[Data for review — start]
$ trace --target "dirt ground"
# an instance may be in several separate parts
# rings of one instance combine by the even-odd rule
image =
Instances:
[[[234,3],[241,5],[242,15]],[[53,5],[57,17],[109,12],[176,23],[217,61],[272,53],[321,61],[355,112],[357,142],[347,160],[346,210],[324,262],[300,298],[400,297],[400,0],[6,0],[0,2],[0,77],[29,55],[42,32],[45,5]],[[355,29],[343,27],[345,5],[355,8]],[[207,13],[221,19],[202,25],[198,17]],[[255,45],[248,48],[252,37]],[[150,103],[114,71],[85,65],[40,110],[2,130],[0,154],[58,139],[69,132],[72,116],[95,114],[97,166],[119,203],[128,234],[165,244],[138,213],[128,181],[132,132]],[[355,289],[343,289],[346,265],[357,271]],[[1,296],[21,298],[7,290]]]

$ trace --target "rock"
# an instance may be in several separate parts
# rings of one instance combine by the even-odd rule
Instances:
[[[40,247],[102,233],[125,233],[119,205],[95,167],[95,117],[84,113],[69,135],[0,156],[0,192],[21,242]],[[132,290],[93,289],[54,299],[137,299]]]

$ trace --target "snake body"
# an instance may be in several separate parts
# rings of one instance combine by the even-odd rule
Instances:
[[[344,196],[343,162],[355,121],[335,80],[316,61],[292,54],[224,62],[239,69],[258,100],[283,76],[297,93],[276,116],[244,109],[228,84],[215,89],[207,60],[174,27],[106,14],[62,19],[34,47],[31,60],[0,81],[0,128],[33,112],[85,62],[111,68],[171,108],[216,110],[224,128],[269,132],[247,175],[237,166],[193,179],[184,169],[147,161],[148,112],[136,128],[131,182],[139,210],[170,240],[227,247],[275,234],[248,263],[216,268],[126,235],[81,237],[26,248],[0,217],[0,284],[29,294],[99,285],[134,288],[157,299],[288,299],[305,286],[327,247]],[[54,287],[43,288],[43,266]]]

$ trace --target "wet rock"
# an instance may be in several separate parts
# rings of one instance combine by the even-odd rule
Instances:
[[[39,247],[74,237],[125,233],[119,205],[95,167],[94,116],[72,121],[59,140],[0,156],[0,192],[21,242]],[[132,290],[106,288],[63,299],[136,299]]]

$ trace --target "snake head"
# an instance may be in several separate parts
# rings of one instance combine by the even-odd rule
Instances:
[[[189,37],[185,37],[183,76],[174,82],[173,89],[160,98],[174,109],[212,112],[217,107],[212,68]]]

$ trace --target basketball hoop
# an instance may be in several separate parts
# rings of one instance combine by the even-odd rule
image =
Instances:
[Data for review — finish]
■ The problem
Send back all of the material exactly as given.

■ Task result
$ trace --target "dirt ground"
# an instance may be in several separate parts
# rings of one instance combine by the even-odd rule
image =
Instances:
[[[234,3],[241,5],[242,15]],[[53,5],[57,17],[109,12],[176,23],[217,61],[272,53],[321,61],[355,112],[357,142],[347,160],[346,210],[324,262],[300,298],[400,297],[400,0],[6,0],[0,2],[0,77],[29,55],[42,32],[45,5]],[[355,29],[343,27],[345,5],[355,8]],[[207,13],[221,19],[202,25],[198,17]],[[255,45],[248,48],[252,37]],[[150,103],[114,71],[85,65],[40,110],[2,130],[0,154],[58,139],[69,132],[72,116],[95,114],[97,166],[119,203],[128,234],[165,244],[138,213],[128,181],[132,132]],[[355,289],[343,289],[346,265],[357,271]],[[1,296],[21,298],[7,290]]]

$ trace --target "rock"
# an instance may be in several separate parts
# rings of one instance combine by the even-odd rule
Instances:
[[[40,247],[102,233],[125,233],[119,205],[95,167],[95,117],[84,113],[69,135],[0,156],[0,192],[21,242]],[[132,290],[93,289],[54,299],[137,299]]]

$ trace --target "snake body"
# an instance may be in several separate parts
# rings of one instance combine by the even-odd rule
Instances:
[[[344,196],[343,162],[355,121],[335,80],[316,61],[292,54],[224,62],[239,69],[258,100],[283,76],[297,93],[276,116],[244,109],[228,84],[215,89],[207,60],[174,27],[106,14],[62,19],[34,47],[31,60],[0,81],[0,128],[33,112],[85,62],[111,68],[171,108],[216,110],[224,128],[269,132],[247,175],[237,166],[193,179],[184,169],[147,161],[148,112],[136,128],[131,182],[139,210],[170,240],[227,247],[275,234],[248,263],[216,268],[126,235],[81,237],[26,248],[0,217],[0,284],[29,294],[99,285],[134,288],[157,299],[288,299],[305,286],[327,247]],[[54,287],[43,288],[43,266]]]

$ trace --target "wet rock"
# an instance may be in several separate parts
# rings of one instance combine by the even-odd rule
Instances:
[[[39,247],[74,237],[125,233],[119,205],[95,167],[94,116],[72,121],[59,140],[0,156],[0,192],[21,242]],[[132,290],[106,288],[63,299],[136,299]]]

$ trace --target "snake head"
# an instance may be in several separate parts
# rings of one instance combine by the even-odd rule
Instances:
[[[189,37],[185,37],[183,76],[174,82],[173,89],[160,98],[174,109],[212,112],[217,107],[212,68]]]

$ trace --target basketball hoop
# an instance may be in several separate parts
# rings of one instance combine by the even-odd rule
image =
Instances:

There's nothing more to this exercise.